# DOCUMENT SECTION
• • • •

Cultural norms / Family / Personal / Relationships / Turkey

How we tried to reach cross-cultural wedding nirvana

Today the very last of our wedding guests FINALLY pushed off, ten days after the day itself, and suddenly we are left alone to contemplate this whole being married malarkey. Scary stuff.

Not that I begrudge these guests their stays with us: their presence made the wedding. I’ve never felt prouder or more loved than when I walked down that aisle and saw the ranks of “English” guests on “my” side of the aisle (sure, they couldn’t compete with E’s nearly 200 guests, but I’d say 50 plus of the most important people in my life coming all the way to Istanbul is not a poor show!). And my gratitude wasn’t just confined to “my” guests – the wedding and all the months leading up to it really made me feel like I’d become a real part of E’s family once and for all.

Our cross-cultural wedding in action

Our cross-cultural wedding in action

But still. It will be nice to spend a few quiet nights in with my new husband for a change!

It’s going to take me some time to process everything that has happened over the last week, let alone write it down. Going back to work the Monday after certainly hasn’t left me a lot of reflection time.

But in the meantime, here’s a flavour of how, after much cross-cultural trepidation, we tried to bring our rather different approaches to getting married together… and how it worked out in the end!

• • • •

# DATASET EXCERPT

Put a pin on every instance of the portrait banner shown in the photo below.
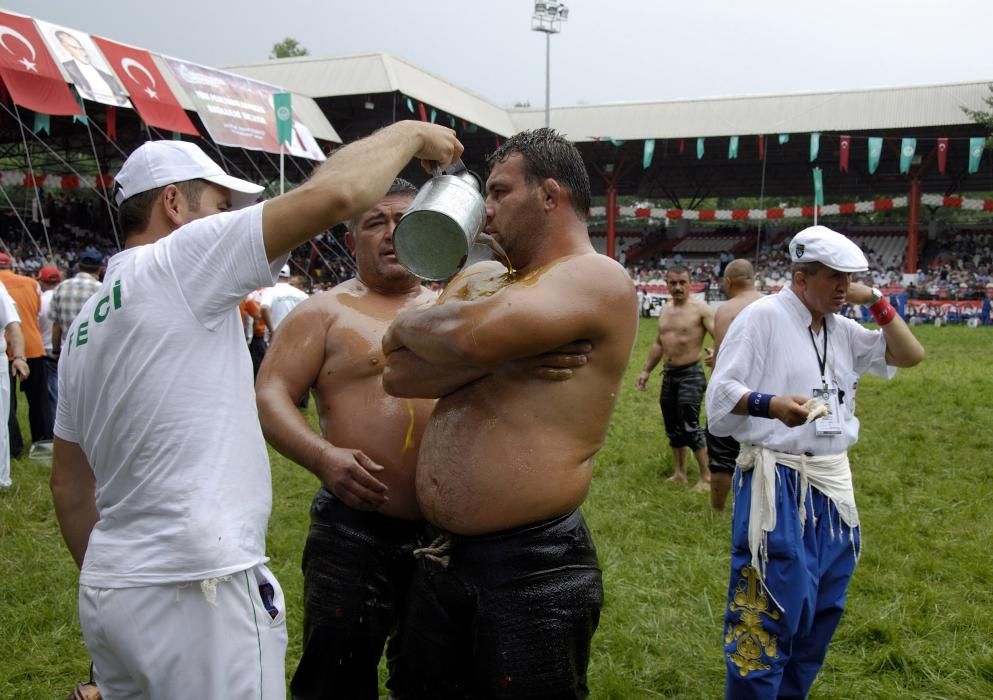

• • • •

# SET PROBLEM
According to the wedding blog post, how long after the wedding did the last guests leave? The listing comes from a separate source unrelated to the wedding blog post.

# FULL ANSWER
Ten days after the wedding day.